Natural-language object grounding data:
────

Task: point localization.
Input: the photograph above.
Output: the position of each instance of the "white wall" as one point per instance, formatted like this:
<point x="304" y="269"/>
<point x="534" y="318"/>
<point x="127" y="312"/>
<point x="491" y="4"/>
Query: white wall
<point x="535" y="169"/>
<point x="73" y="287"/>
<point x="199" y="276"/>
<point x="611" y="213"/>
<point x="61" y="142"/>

────

* **What is expected**
Keep only the lines from the line with "Output: the position" to the end of the records above, and repeat them exactly.

* **Exercise response**
Output: the position of each instance of the "white wall" as one point per instance, formatted like this:
<point x="304" y="269"/>
<point x="534" y="318"/>
<point x="127" y="312"/>
<point x="491" y="4"/>
Query: white wall
<point x="535" y="169"/>
<point x="73" y="287"/>
<point x="199" y="276"/>
<point x="611" y="213"/>
<point x="61" y="142"/>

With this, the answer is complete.